Task objective: Omit the pictures from the entries below and retype everything else exactly.

• • • • •

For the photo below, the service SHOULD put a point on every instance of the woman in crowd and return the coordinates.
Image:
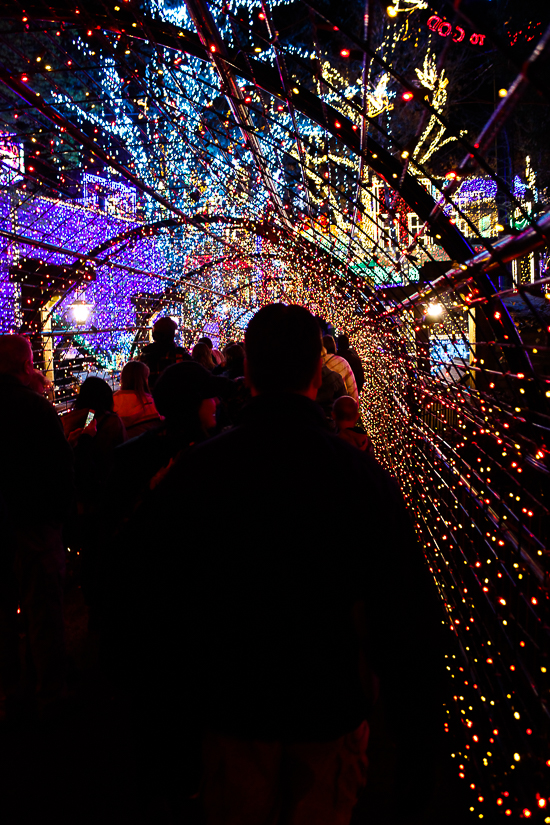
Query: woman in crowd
(134, 402)
(186, 396)
(93, 430)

• • • • •

Correct output:
For the photo below, the service SHOULD put a point on every instance of the woman in crowd and return the coordinates.
Image:
Query: woman in crowd
(134, 402)
(186, 396)
(93, 430)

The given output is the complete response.